═════ Material shown ═════

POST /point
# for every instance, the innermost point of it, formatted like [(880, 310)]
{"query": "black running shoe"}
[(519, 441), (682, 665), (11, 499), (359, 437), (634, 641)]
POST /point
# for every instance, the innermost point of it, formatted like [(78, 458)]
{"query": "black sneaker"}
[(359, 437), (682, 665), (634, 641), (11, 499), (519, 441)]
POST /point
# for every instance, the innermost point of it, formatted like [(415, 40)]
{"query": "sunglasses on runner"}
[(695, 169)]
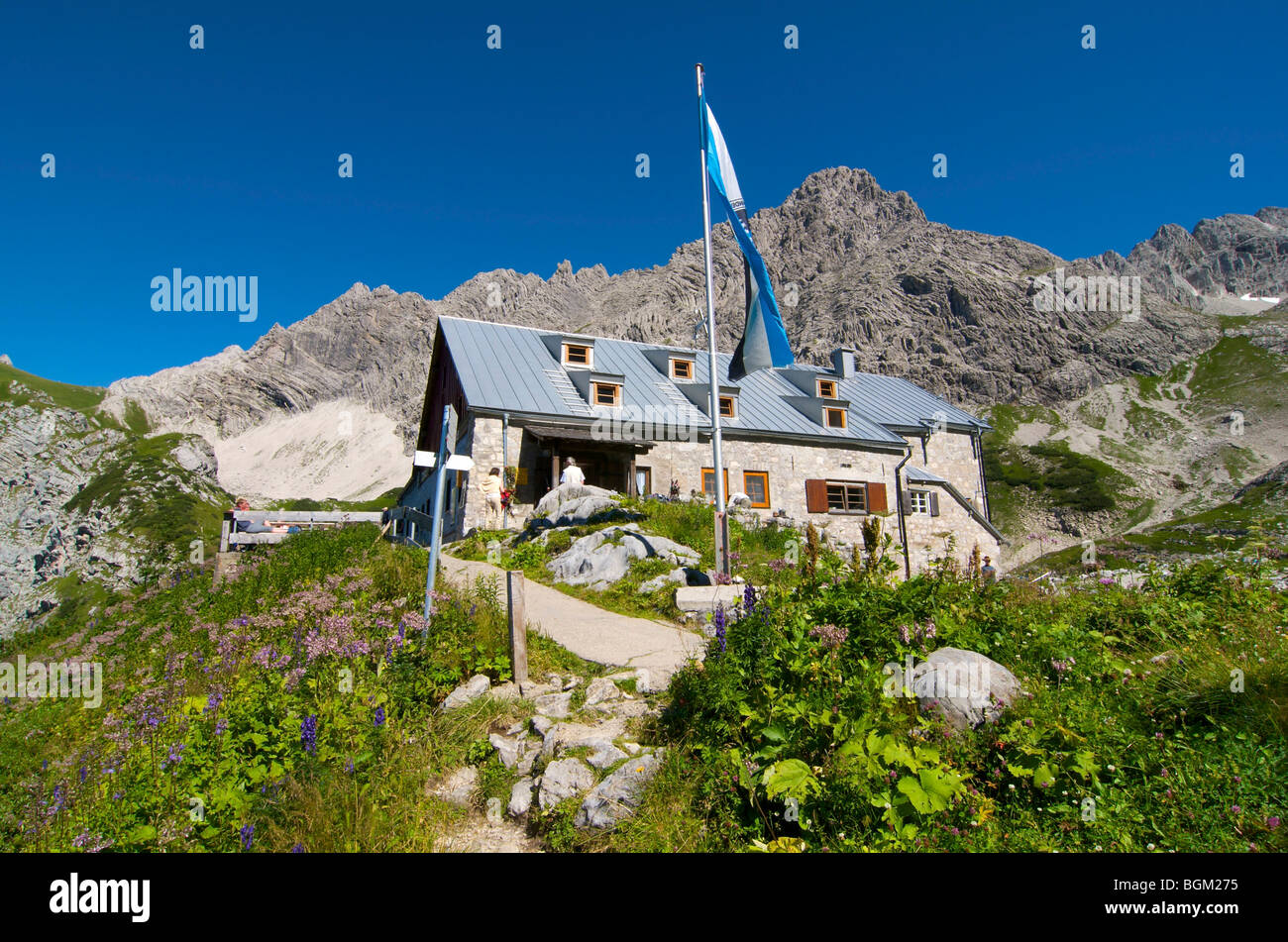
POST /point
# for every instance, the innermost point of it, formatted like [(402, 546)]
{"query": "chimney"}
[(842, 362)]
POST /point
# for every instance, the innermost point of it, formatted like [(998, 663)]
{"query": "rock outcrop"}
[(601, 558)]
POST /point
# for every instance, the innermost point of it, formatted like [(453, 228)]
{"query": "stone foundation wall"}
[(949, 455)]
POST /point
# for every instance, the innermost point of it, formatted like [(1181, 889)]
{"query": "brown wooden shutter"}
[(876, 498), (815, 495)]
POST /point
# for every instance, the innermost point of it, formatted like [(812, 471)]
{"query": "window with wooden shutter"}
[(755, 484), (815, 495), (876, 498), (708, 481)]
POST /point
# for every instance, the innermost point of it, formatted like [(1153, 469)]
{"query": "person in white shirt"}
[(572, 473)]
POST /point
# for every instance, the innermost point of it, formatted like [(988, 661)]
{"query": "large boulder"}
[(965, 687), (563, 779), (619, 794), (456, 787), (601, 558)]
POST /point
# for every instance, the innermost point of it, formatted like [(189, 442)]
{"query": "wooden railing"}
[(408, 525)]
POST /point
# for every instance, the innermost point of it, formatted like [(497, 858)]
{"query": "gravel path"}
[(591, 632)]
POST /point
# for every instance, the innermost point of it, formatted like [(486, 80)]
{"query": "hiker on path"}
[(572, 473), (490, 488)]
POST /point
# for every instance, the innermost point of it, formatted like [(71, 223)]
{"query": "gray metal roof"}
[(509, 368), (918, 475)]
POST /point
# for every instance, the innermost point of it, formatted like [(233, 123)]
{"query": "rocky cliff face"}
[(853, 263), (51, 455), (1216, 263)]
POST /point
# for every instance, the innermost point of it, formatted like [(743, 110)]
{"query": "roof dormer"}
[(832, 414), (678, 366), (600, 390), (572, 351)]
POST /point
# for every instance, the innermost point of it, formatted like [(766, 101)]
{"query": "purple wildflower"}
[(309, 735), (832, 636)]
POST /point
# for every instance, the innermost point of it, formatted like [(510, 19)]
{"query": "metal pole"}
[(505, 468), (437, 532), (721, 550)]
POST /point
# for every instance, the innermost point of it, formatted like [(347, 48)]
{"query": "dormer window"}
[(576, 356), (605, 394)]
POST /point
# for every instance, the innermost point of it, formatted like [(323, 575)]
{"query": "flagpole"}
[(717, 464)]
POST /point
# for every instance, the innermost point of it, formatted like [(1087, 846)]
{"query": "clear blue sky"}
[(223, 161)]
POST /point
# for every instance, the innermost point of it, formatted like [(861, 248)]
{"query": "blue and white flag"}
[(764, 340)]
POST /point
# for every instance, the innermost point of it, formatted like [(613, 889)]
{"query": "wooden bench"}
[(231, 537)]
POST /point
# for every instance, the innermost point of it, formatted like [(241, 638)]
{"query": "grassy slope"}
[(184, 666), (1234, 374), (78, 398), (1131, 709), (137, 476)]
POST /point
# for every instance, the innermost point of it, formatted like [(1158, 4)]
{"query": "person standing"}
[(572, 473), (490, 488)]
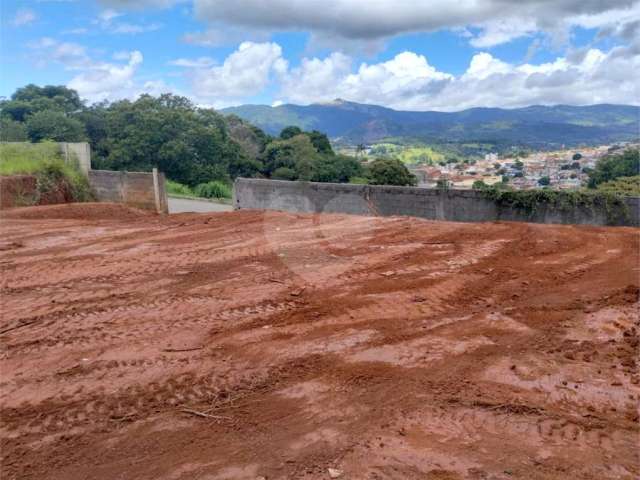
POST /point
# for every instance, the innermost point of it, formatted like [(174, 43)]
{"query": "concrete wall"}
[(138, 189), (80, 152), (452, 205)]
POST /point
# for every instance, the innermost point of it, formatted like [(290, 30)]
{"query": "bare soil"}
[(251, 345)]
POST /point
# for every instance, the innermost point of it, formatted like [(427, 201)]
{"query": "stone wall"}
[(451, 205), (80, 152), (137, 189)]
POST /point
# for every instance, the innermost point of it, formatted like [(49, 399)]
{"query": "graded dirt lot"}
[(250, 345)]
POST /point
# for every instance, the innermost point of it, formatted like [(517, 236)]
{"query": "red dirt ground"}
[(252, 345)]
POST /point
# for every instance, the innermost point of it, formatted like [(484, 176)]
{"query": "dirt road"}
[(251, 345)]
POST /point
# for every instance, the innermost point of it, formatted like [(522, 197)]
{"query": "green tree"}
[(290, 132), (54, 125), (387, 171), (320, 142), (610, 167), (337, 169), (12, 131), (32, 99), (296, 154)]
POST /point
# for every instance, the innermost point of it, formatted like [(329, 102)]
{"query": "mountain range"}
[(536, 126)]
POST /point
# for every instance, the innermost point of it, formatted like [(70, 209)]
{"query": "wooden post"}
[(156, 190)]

═════
═════ Material shown ═════

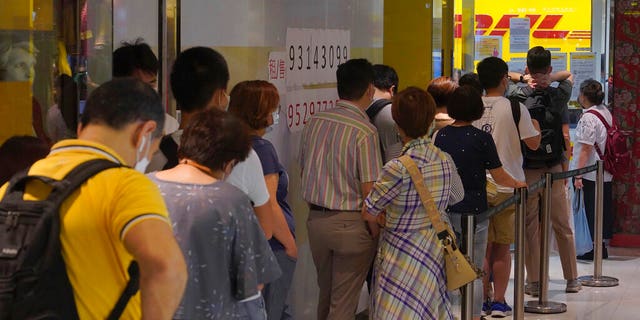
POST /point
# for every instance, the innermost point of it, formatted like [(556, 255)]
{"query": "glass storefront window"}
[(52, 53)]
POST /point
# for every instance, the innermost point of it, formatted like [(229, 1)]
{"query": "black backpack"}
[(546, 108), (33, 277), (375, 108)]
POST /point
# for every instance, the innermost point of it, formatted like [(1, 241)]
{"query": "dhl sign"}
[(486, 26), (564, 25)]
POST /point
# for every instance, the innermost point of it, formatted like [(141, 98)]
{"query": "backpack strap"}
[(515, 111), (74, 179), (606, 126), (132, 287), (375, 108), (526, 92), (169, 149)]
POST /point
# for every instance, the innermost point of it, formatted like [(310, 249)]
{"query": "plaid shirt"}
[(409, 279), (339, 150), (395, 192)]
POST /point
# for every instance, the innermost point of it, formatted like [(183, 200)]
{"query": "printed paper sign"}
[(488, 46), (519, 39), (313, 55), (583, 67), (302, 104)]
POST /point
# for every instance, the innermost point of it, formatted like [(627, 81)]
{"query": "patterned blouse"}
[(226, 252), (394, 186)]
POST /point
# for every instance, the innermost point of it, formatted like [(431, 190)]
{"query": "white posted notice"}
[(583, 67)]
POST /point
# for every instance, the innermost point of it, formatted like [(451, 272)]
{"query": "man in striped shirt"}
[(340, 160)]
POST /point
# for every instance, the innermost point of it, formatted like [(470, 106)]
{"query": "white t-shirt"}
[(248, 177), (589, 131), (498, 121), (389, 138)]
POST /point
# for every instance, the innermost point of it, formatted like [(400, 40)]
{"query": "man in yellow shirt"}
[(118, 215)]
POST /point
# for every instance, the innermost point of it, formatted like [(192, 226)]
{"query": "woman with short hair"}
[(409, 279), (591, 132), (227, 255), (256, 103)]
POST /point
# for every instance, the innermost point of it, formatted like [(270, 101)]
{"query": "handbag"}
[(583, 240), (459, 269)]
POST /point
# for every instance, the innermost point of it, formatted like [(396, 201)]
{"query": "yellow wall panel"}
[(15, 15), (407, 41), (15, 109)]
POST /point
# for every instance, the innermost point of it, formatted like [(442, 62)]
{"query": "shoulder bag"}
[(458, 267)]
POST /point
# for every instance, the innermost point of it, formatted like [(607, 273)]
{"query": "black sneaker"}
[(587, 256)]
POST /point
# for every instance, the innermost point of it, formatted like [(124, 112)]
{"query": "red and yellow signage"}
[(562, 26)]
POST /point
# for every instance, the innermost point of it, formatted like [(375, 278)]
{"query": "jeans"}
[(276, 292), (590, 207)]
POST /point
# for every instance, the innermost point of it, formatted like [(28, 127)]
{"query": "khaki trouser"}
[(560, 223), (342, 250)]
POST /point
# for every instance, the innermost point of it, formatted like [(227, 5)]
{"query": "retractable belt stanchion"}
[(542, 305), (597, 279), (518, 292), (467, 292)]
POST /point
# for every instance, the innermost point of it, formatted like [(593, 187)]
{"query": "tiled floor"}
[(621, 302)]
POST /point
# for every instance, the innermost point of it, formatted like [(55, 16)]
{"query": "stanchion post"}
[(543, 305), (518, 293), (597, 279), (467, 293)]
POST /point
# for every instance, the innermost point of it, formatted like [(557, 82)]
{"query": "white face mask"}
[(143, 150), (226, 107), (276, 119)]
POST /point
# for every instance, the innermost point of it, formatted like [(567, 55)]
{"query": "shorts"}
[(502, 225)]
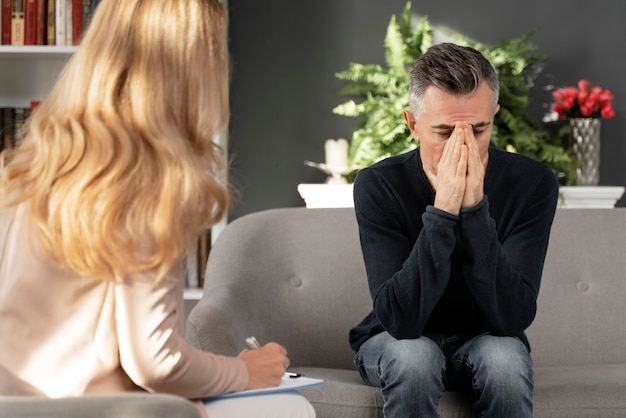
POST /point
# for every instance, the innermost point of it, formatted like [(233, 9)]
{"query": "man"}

═════
═════ Material shown ═════

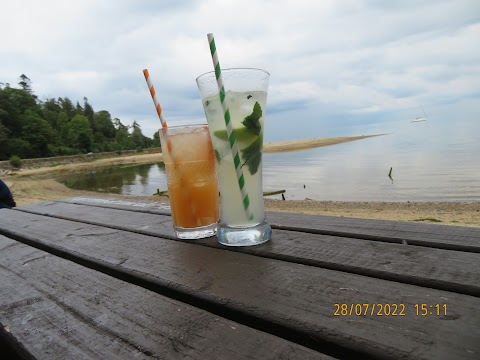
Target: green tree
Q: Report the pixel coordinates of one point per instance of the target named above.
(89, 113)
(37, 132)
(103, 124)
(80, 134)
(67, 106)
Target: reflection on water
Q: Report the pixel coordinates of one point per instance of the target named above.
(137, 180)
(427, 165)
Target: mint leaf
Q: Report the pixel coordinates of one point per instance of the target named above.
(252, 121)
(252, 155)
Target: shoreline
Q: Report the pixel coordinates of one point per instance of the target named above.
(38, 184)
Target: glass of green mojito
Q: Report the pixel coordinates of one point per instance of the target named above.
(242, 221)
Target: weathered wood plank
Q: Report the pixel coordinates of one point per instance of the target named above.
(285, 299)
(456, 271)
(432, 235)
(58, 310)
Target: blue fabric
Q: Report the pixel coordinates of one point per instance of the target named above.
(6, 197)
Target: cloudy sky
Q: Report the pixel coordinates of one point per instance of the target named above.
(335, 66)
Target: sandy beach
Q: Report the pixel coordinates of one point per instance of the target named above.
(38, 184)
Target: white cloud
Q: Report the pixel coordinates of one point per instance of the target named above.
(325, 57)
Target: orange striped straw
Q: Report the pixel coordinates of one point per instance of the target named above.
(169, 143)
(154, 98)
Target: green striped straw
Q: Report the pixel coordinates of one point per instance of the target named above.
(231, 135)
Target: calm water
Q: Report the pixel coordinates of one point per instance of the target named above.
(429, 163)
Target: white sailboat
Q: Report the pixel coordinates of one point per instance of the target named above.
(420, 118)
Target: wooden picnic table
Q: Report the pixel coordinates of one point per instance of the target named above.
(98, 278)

═════

- Your objective: Would you copy each line of the records that contains "water"?

- Response area:
Target: reflection on water
Target: calm water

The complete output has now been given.